Written problem
Pick out every line in the data below that contains the word "handle", and copy each of those lines.

**** Data shown

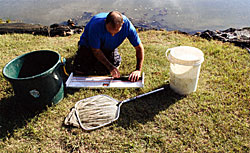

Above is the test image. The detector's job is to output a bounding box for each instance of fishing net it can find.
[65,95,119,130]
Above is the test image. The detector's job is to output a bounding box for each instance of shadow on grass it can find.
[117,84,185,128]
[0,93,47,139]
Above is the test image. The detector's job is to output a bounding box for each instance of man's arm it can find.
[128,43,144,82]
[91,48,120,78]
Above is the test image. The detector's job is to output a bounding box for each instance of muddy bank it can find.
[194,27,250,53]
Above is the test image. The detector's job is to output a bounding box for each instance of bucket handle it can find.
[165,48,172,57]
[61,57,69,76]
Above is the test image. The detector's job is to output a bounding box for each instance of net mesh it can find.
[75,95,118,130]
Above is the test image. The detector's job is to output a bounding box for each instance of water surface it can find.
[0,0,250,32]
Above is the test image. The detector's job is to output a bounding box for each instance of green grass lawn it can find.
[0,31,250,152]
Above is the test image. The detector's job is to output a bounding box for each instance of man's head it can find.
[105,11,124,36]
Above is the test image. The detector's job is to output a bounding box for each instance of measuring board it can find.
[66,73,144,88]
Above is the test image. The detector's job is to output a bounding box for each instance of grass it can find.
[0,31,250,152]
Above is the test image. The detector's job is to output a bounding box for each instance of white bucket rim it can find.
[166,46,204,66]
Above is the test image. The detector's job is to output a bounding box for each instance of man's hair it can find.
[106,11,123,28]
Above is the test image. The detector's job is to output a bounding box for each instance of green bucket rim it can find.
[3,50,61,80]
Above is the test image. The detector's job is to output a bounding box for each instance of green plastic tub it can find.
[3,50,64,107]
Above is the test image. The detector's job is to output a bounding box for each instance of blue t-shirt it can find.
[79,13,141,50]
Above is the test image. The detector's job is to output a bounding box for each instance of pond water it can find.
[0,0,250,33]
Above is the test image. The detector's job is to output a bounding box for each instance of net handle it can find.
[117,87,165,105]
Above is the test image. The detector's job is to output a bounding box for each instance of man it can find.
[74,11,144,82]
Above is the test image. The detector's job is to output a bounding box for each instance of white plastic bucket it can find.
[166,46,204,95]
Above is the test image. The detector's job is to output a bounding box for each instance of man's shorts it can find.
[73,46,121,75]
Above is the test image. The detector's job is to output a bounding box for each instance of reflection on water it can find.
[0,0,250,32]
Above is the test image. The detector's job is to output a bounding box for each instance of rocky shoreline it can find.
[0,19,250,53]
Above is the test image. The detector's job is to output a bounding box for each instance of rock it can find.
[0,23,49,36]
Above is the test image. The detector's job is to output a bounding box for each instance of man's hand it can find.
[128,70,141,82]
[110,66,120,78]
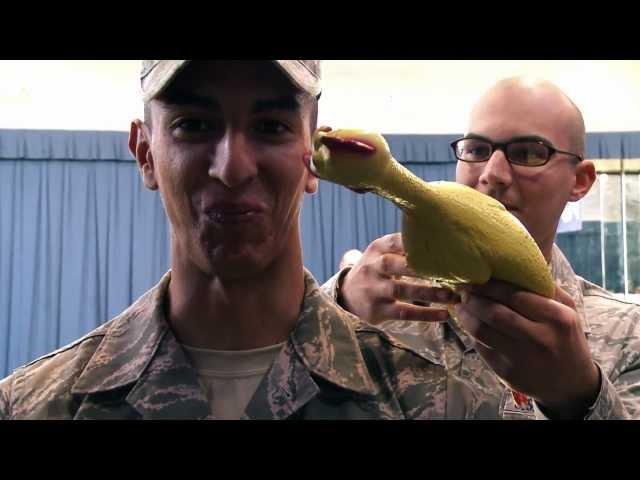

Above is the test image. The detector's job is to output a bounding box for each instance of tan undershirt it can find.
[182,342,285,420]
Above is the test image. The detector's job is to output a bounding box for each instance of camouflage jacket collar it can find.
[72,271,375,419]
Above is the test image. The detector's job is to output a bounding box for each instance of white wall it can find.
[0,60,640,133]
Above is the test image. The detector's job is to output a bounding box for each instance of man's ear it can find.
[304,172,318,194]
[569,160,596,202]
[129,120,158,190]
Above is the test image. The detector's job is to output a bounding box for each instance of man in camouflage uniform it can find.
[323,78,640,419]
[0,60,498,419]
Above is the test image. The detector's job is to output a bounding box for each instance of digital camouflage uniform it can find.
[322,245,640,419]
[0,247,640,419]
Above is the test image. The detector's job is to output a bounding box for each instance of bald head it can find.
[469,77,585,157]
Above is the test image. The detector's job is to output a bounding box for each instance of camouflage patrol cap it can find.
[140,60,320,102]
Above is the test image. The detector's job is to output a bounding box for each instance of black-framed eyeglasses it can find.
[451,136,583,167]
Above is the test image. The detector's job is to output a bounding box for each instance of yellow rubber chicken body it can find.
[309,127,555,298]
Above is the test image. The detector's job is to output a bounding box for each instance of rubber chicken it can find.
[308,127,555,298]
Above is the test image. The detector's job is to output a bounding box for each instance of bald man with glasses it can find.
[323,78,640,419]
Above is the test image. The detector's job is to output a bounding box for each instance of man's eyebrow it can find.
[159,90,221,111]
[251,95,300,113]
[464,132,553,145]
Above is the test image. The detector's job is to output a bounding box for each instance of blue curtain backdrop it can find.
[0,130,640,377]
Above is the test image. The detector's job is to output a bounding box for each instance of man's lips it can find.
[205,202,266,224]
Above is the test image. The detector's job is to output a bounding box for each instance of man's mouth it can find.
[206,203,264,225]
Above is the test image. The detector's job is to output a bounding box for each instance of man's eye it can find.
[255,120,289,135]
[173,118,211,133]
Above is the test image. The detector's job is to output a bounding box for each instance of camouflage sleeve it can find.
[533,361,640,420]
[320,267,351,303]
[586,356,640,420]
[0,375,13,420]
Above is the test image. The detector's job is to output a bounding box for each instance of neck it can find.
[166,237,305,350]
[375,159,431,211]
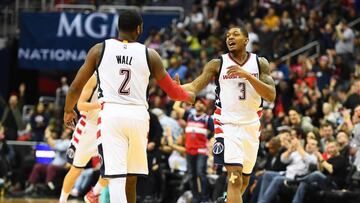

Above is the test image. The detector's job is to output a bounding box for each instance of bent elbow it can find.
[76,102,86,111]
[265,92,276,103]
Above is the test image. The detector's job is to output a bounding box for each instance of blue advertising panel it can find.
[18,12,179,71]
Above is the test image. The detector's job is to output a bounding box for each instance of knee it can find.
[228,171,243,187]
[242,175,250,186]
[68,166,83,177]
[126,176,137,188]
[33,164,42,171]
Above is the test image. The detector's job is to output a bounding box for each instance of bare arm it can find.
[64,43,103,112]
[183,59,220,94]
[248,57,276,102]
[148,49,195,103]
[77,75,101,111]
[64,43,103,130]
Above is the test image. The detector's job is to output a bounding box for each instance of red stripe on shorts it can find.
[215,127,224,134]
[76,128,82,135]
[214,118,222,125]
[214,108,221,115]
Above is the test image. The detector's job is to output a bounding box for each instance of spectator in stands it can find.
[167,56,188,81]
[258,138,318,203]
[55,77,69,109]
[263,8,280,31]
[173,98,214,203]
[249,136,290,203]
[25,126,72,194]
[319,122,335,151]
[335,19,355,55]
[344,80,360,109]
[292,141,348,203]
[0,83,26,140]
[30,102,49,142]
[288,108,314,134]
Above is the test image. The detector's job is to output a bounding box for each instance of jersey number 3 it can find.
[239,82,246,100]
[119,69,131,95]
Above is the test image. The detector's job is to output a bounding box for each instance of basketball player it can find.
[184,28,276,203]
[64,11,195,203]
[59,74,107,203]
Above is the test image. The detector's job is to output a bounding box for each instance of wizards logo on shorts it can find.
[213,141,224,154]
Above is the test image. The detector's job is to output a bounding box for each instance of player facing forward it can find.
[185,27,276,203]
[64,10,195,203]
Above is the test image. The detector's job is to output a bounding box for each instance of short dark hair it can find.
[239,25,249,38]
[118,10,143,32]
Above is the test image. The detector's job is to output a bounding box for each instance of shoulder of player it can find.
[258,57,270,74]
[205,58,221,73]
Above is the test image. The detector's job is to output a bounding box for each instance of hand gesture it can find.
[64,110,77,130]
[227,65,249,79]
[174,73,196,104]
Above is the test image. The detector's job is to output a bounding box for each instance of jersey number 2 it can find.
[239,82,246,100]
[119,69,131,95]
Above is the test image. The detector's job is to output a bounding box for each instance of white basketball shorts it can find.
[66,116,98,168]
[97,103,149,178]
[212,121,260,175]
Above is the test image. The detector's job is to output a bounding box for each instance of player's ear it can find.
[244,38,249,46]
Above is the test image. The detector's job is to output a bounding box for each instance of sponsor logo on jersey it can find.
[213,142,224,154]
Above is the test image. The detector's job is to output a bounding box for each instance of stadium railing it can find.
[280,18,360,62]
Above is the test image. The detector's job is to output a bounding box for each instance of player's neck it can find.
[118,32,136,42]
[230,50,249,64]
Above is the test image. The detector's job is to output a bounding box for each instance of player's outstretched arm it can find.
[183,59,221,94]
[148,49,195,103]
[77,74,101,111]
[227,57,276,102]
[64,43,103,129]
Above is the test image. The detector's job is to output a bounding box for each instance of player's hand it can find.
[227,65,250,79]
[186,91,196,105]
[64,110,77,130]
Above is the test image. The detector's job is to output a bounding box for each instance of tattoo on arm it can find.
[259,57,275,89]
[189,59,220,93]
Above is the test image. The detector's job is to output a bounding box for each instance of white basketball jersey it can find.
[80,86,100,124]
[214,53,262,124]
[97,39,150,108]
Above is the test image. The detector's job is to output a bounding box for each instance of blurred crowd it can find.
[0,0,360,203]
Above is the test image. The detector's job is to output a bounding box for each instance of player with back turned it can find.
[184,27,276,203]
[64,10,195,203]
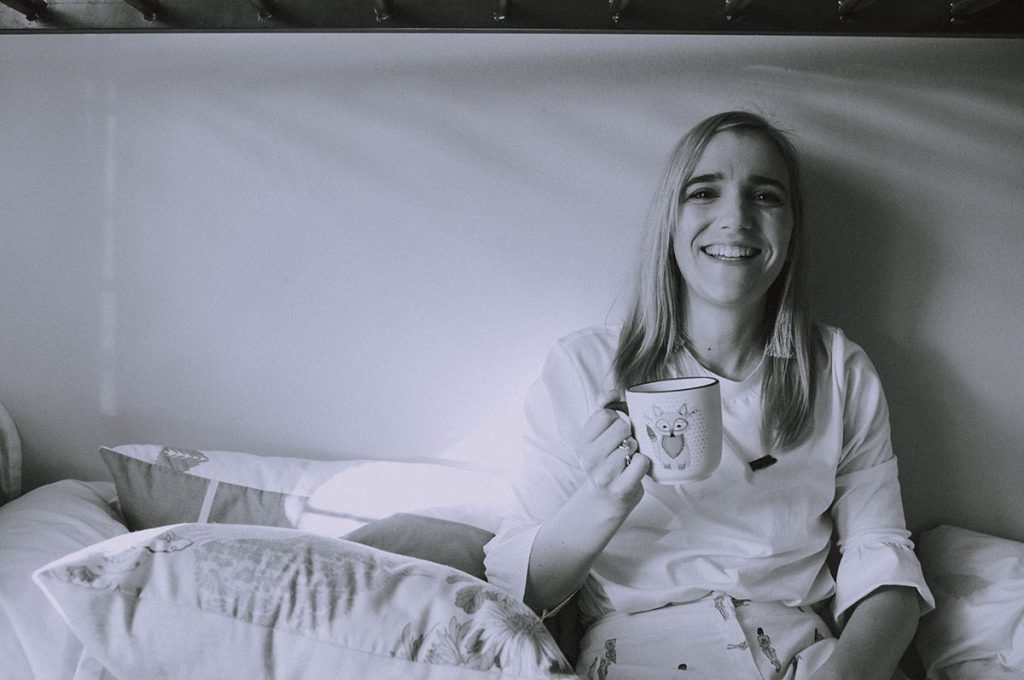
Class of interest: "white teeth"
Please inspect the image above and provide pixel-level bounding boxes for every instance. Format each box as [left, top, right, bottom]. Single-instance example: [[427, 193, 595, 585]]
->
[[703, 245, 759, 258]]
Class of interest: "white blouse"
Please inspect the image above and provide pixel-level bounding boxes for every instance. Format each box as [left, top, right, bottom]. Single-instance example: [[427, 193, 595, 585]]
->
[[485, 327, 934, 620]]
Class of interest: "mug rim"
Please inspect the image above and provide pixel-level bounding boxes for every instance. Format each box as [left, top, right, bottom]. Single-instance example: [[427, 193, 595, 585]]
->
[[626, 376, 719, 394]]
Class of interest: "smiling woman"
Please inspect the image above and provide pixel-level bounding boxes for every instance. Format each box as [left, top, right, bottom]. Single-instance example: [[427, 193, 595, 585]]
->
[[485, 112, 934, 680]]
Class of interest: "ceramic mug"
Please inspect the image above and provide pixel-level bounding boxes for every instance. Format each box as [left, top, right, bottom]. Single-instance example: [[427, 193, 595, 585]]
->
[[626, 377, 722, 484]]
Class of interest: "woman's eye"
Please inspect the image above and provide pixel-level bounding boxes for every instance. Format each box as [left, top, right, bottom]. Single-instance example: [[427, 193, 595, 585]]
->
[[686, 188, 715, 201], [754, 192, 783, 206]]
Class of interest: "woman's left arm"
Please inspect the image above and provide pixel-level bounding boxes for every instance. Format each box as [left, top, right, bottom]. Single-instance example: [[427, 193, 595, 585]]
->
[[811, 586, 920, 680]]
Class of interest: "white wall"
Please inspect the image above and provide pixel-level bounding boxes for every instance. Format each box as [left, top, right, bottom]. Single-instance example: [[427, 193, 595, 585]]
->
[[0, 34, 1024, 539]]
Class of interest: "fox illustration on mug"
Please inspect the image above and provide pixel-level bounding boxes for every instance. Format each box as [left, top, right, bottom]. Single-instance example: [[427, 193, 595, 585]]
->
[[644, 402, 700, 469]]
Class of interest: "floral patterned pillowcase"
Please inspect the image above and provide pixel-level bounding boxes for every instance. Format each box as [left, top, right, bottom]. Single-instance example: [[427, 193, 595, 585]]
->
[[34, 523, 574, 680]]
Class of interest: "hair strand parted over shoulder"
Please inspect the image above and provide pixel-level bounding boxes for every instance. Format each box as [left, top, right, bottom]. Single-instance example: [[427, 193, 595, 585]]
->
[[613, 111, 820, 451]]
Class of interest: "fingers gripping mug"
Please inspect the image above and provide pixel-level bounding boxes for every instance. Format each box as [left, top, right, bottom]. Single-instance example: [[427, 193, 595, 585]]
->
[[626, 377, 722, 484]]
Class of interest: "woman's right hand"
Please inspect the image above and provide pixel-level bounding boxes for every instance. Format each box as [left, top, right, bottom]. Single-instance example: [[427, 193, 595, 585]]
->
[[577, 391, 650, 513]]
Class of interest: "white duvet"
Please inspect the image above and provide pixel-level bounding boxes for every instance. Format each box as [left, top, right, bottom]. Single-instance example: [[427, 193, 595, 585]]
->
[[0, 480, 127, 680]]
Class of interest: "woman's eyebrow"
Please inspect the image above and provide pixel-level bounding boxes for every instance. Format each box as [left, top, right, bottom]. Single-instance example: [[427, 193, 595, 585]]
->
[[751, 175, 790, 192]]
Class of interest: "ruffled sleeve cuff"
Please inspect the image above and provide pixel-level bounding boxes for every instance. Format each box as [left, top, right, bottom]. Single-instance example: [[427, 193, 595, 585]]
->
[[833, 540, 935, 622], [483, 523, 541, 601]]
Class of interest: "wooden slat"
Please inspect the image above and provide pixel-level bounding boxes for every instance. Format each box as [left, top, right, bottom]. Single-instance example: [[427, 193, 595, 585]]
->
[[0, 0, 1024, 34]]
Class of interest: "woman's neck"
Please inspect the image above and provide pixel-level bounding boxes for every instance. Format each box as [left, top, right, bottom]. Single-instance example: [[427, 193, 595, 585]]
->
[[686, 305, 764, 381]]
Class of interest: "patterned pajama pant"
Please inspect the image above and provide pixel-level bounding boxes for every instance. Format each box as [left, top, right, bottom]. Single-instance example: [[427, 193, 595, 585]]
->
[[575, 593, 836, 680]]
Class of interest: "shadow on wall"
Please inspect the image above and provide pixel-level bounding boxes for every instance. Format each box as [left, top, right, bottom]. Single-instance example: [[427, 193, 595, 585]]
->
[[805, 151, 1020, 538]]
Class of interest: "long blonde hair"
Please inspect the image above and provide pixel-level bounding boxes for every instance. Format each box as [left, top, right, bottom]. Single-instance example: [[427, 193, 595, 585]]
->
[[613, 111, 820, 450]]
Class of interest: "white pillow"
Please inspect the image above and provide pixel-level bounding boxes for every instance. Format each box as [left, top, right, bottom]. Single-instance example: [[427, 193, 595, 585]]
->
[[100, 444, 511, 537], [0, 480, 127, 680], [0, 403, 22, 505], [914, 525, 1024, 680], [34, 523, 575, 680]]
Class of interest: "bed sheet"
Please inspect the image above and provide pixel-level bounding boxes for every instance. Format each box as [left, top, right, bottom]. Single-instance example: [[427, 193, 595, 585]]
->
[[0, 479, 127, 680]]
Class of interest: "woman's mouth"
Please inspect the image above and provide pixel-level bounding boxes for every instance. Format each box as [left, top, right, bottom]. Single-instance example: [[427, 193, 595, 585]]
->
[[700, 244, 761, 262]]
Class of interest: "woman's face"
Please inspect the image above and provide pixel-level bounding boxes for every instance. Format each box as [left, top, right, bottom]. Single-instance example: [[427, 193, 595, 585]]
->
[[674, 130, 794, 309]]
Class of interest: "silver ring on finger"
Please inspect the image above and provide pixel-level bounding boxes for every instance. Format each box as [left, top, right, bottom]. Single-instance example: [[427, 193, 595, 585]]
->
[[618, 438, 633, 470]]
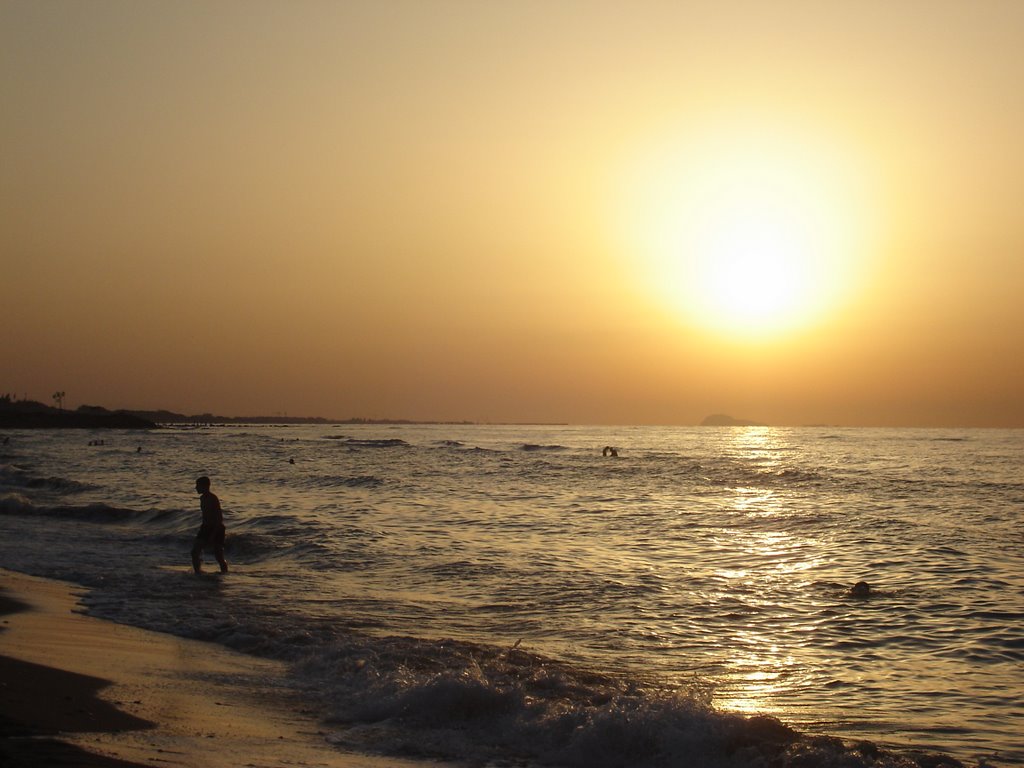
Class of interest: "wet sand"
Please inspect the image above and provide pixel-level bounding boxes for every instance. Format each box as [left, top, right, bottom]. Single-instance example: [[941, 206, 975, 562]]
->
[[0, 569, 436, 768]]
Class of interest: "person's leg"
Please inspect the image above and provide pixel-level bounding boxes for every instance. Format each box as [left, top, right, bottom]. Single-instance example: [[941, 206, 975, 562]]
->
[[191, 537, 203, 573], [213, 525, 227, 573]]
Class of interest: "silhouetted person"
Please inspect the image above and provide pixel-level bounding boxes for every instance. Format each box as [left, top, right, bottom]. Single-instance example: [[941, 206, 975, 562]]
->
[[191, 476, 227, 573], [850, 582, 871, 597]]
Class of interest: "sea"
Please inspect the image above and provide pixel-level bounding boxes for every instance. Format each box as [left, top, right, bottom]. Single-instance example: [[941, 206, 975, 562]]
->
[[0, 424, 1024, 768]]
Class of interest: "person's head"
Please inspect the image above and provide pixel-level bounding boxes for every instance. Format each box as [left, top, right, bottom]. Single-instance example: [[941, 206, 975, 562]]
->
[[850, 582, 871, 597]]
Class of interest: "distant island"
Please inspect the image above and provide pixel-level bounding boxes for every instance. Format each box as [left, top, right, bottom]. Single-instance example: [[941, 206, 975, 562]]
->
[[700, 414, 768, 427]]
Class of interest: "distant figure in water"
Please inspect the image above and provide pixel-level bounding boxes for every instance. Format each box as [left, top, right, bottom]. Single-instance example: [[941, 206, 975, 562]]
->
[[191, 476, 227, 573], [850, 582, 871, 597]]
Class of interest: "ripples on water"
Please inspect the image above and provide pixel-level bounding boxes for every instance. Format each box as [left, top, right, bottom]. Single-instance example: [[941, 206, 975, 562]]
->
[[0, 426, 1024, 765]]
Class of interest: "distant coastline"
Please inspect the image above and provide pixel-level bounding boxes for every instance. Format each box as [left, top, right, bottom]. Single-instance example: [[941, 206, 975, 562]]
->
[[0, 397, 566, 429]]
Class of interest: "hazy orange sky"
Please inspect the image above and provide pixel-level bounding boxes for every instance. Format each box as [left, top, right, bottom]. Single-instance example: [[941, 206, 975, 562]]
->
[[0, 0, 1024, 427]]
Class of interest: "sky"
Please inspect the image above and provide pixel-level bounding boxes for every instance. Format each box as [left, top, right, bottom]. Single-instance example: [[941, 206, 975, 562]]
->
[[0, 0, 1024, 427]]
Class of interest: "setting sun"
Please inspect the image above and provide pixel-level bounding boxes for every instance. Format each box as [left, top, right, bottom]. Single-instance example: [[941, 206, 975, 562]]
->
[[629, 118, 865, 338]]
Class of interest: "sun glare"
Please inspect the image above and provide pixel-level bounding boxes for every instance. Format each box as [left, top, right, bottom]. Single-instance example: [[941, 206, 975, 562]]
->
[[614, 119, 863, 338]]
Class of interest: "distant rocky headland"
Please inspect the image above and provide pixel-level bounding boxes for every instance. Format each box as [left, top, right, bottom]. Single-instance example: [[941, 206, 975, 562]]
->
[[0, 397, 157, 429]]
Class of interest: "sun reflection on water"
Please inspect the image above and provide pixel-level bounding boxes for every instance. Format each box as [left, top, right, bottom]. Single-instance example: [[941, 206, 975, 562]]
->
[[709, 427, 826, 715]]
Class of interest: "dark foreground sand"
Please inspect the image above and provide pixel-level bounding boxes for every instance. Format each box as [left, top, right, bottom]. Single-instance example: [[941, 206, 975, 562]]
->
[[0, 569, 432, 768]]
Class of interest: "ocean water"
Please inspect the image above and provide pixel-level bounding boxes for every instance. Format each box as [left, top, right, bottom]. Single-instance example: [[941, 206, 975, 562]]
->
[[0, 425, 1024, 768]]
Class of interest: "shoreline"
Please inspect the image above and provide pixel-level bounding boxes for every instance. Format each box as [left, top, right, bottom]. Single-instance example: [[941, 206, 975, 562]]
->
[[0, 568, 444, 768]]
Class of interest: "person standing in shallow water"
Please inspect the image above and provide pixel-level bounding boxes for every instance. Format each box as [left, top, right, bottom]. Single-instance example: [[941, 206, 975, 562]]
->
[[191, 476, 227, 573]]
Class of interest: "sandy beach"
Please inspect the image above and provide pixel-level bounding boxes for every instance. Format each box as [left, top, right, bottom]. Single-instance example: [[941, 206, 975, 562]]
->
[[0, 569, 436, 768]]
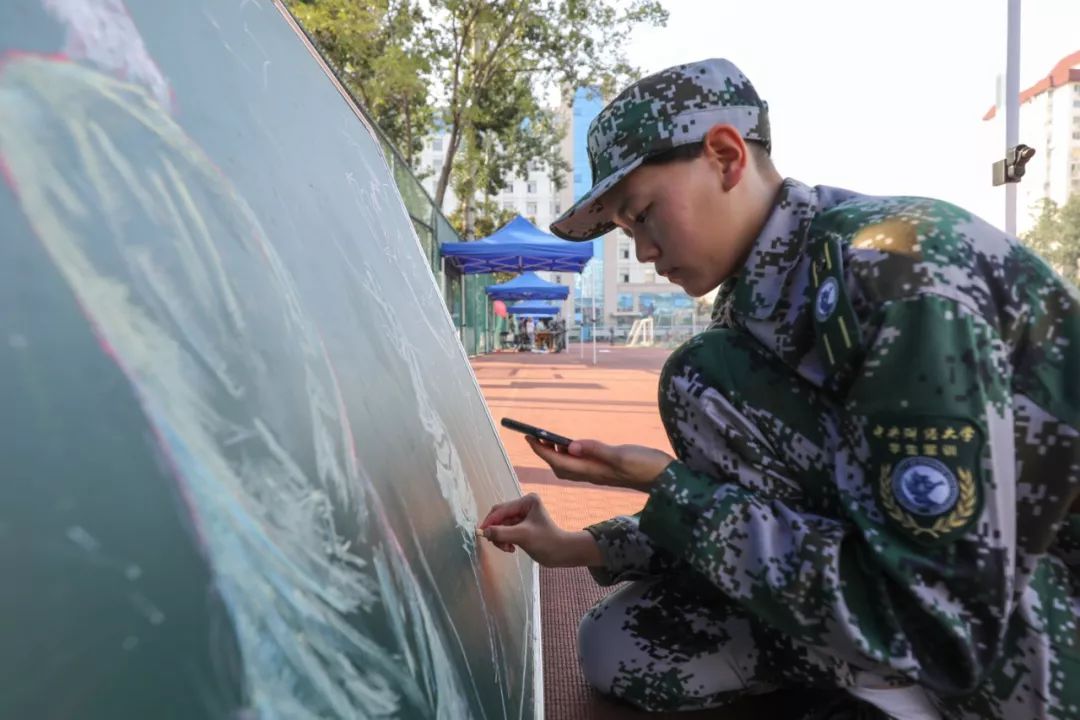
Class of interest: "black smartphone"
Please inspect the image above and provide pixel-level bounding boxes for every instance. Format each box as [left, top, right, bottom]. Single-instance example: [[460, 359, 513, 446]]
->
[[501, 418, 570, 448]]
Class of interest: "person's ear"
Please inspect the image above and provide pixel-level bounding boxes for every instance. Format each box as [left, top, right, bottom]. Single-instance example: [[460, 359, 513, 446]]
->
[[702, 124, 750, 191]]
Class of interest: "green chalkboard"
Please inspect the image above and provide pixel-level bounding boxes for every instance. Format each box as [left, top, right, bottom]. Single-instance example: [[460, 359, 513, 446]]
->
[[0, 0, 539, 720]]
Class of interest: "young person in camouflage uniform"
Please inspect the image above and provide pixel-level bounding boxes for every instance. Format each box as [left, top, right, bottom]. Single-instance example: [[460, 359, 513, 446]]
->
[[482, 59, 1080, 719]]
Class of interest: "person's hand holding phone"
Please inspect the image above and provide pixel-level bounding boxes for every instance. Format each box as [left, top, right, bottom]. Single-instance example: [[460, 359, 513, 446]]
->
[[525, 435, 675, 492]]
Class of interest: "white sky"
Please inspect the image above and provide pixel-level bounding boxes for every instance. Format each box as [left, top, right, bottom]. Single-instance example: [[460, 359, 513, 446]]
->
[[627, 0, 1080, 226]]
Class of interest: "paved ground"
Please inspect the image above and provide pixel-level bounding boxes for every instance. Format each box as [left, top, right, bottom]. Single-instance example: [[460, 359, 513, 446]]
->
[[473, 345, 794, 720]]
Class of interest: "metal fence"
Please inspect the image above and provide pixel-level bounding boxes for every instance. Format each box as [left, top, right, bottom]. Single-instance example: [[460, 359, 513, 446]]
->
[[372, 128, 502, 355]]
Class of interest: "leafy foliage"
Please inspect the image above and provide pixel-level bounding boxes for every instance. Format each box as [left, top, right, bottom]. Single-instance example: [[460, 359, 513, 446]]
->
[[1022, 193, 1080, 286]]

********

Problem solution
Above is the test image. The detector's job is to output a bounding box for each instance of bucket handle it can find.
Above is the test image. The detector's job is to output a bounding box for each instance of net handle it can find.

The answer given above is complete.